**Apply what you read:**
1. Write out the passage on Medicaid expansion word for word, from "We know that the" up to and including "expansion moves forward.".
2. Extend the passage on Medicaid expansion and health equity, picking up after its final sentence.

It is my hope that the remaining 12 states who have yet to expand Medicaid are ready to show up and remain steadfast in their fight toward achieving health equity, because ultimately, that’s what this is about – health equity and racial equity.

Now is the time to move forward with Medicaid expansion throughout the country. Now is the time to move further toward more equitable health care systems. And while we know that this is just one stop on America’s health equity journey, expansion needs to be realized if we’re serious about creating a more just, vibrant future.

We know that the effects of structural racism, racial discrimination, and chronic exposure to racism negatively affects health outcomes. We also know that people who feel that they will be discriminated against are less likely to seek out health care services. Further, the history of racism in our country has led to other health-related disparities, including Black and Latino Americans experiencing much higher rates of uninsurance when compared to whites. In fact, before the implementation of the Affordable Care Act, 33% of Latinos and 20% of Black Americans were uninsured, compared to 12.5% of white Americans. In the 38 states (and the District of Columbia) that have implemented expansion, the data clearly show that this disparity in insurance coverage among people of color is drastically reduced. We are confident that we will see the same impact in Missouri as expansion moves forward.

**Records shown:**

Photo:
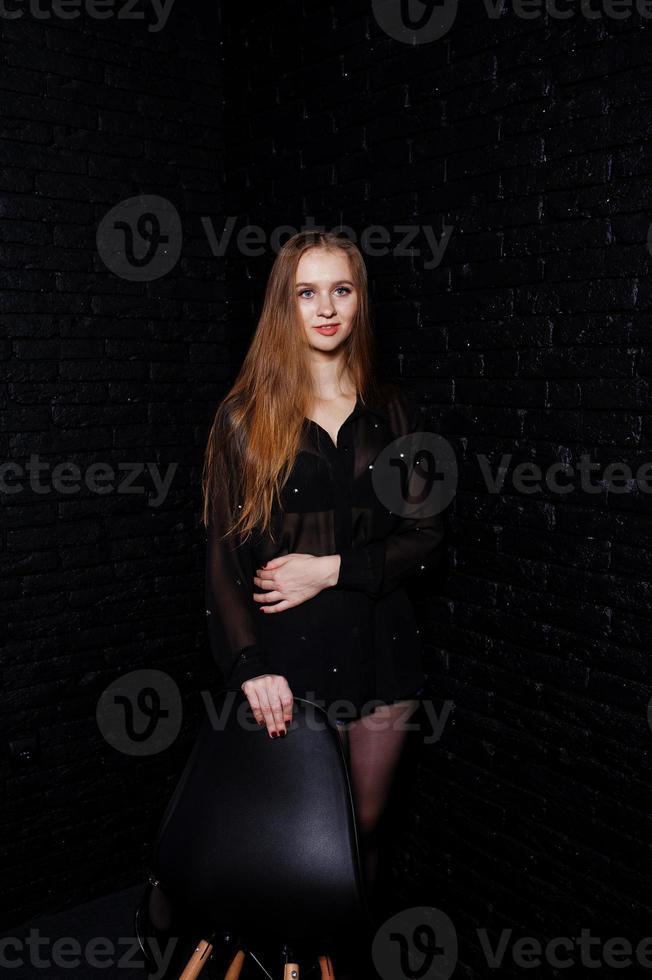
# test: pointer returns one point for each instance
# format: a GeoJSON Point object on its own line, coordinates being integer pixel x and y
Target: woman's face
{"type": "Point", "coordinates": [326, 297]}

...

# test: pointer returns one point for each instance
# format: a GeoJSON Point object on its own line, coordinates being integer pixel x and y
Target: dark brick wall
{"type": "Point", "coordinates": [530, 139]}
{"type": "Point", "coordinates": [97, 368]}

==

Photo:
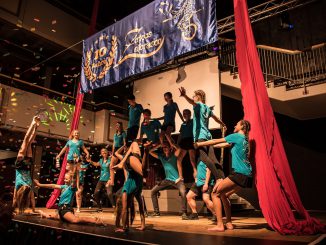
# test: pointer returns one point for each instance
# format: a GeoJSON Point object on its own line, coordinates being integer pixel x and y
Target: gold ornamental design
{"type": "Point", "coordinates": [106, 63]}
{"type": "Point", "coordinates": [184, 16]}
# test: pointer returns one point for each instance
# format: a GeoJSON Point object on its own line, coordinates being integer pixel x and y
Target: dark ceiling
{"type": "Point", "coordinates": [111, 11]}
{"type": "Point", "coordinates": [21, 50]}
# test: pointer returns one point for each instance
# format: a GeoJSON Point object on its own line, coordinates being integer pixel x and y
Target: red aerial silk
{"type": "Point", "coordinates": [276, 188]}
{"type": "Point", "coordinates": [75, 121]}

**Answers by item:**
1.
We know that the effects of structural racism, racial discrimination, and chronic exposure to racism negatively affects health outcomes. We also know that people who feel that they will be discriminated against are less likely to seek out health care services. Further, the history of racism in our country has led to other health-related disparities, including Black and Latino Americans experiencing much higher rates of uninsurance when compared to whites. In fact, before the implementation of the Affordable Care Act, 33% of Latinos and 20% of Black Americans were uninsured, compared to 12.5% of white Americans. In the 38 states (and the District of Columbia) that have implemented expansion, the data clearly show that this disparity in insurance coverage among people of color is drastically reduced. We are confident that we will see the same impact in Missouri as expansion moves forward.

2.
The big picture says a lot. Expanding Medicaid in the remaining states would provide coverage for about 2.2 million lower-income people, the vast majority of whom are working full time, but either can’t afford or are not offered insurance through their employer. Those without insurance in these 12 states are disproportionately people of color, including 28% who are Black and 28% who are Latino. Medicaid coverage in these states would be a huge step toward a more racially unbiased system of insurance coverage.

We could point to just about any health challenge we’ve faced in recent years, including the opioid epidemic and increases in behavioral health conditions, and make a case for righting the massive inequities in health care access. COVID-19 simply made these disparities more real for all of us who struggled to recognize the faulty systems that Black and Brown communities have long been made to rely on and navigate through, while also remaining oppressed. COVID came hard and fast, and for many communities of color, just being Black, Latino, or Indigenous proved to be a preexisting condition for infections and the economic downturn tied to the pandemic. The loss of jobs due to COVID hit Black and Brown folks the hardest, and for many of those that reside in non-Medicaid expansion states, there is no health coverage available.

Now is the time to move forward with Medicaid expansion throughout the country. Now is the time to move further toward more equitable health care systems. And while we know that this is just one stop on America’s health equity journey, expansion needs to be realized if we’re serious about creating a more just, vibrant future.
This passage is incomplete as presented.